» Provided data:

((

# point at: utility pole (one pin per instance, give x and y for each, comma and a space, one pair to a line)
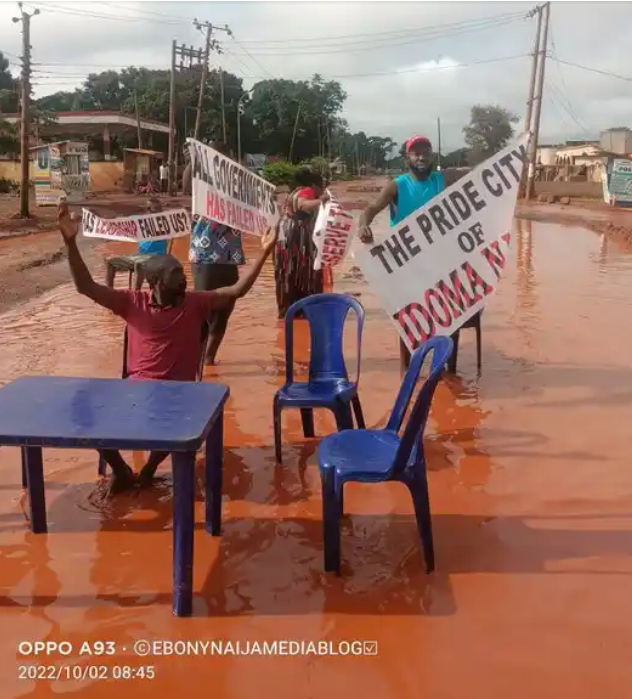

))
((

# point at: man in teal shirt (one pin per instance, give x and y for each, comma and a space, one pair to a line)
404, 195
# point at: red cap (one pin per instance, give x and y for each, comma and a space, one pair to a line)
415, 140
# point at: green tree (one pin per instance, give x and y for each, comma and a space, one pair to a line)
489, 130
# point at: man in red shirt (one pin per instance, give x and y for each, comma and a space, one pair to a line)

))

Reproduce the listing above word for word. Begin at the line that contains "# point at: man in teal" and stop after the line that contains "# point at: man in red", including both of those lines.

» Response to this exercise:
# point at: man in teal shirt (one pin per instance, give x and y for each, comma and a space, one pair to a line)
404, 195
# point at: red cap (one pin per instance, give x and y for each, comma and a space, one pair to a line)
415, 140
# point at: green tree (one pin per instance, give x and y for each, comma and a space, one pair to a line)
489, 130
# point at: man in red shirt (one pin per instance, give x and y for each, comma and a space, one pair to a line)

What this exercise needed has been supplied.